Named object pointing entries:
▼

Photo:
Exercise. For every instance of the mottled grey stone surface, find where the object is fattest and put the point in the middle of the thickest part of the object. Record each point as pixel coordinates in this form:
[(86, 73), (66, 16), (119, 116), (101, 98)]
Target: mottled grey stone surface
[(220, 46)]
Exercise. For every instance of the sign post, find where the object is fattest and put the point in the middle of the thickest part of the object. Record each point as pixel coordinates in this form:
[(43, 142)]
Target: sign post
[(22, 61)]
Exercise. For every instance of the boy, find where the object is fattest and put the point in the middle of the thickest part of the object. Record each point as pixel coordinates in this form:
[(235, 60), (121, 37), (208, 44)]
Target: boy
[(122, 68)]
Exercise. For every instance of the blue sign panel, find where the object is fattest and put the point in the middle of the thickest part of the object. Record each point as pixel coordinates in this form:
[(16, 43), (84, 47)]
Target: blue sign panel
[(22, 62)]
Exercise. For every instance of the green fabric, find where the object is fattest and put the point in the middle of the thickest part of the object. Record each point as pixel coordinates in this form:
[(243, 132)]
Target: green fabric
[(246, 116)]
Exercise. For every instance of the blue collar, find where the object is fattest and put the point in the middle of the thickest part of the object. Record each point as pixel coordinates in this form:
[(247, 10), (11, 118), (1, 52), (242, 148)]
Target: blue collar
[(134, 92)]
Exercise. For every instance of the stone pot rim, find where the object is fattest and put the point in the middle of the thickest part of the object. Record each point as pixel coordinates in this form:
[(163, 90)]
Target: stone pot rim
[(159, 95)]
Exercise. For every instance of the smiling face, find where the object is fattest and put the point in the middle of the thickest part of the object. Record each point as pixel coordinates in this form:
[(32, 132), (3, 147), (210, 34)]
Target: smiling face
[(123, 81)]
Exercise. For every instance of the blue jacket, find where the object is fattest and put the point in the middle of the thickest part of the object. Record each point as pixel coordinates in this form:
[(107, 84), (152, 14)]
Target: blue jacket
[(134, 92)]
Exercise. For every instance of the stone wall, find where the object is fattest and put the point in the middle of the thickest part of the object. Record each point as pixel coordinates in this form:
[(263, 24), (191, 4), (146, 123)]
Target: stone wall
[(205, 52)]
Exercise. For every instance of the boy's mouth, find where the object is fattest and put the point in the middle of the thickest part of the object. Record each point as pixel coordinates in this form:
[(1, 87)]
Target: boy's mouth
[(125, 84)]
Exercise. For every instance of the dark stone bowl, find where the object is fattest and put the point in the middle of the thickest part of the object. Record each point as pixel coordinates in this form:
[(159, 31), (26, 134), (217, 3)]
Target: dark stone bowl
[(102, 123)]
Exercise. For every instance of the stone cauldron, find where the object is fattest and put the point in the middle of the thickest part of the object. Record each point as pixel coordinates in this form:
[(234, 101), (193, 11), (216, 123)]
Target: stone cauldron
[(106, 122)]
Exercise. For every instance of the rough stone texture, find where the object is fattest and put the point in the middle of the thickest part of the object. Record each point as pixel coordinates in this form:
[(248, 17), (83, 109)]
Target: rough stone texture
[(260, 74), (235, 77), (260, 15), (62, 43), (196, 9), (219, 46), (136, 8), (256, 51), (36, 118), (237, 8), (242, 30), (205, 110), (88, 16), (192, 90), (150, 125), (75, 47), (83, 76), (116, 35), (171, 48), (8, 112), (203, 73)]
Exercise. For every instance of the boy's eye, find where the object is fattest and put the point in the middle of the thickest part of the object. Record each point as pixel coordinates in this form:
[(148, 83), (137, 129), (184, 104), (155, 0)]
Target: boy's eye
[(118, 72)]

▲

• [Task requirements]:
Reproduce word for word the stretch from the line containing "Exercise. For every instance of the stone pot" through the line containing "[(106, 122)]", both included.

• [Response for this exercise]:
Exercise. For every instance of the stone pot rim, find where the object is fattest and put the point in the middle of the thickest part of the object. Record each point as pixel coordinates in this form:
[(163, 90)]
Target: stone pot rim
[(159, 95)]
Exercise. For every instance of the smiling face, find where the object is fattest and put the point in the middle of the thickest part of the object. Record each point as pixel coordinates in this form:
[(32, 132), (3, 147), (210, 34)]
Target: smiling face
[(123, 81)]
Exercise. For every instance of the blue jacket, find where the object is fattest and put the point in the middle of the thickest part of the object. Record each point as pixel coordinates in this form:
[(107, 84), (152, 14)]
Target: blue jacket
[(134, 92)]
Exercise. For every instance of the stone wall, find where the object is fattest and put the point in the middle of the thickest part of the object. Record each point as pixel coordinates in this form:
[(263, 24), (191, 4), (146, 123)]
Target: stone wall
[(205, 52)]
Exercise. For every instance of the boy's mouth, find where the object is fattest and put the point in the middle of the thickest part of the object. Record each point as pixel coordinates in this form:
[(1, 87)]
Target: boy's mouth
[(125, 84)]
Exercise. For every instance of the dark stone bowl, find where the object is fattest and put the point in the middle of the thickest part of the object. Record each point as pixel coordinates in this form:
[(159, 31), (26, 134), (217, 3)]
Target: dark stone bowl
[(102, 123)]
Exercise. For every instance of the stone cauldron, find where the object is fattest and put the point in the middle of the thickest part of the object. Record each point as pixel coordinates in this form:
[(234, 101), (193, 11), (216, 123)]
Target: stone cauldron
[(106, 122)]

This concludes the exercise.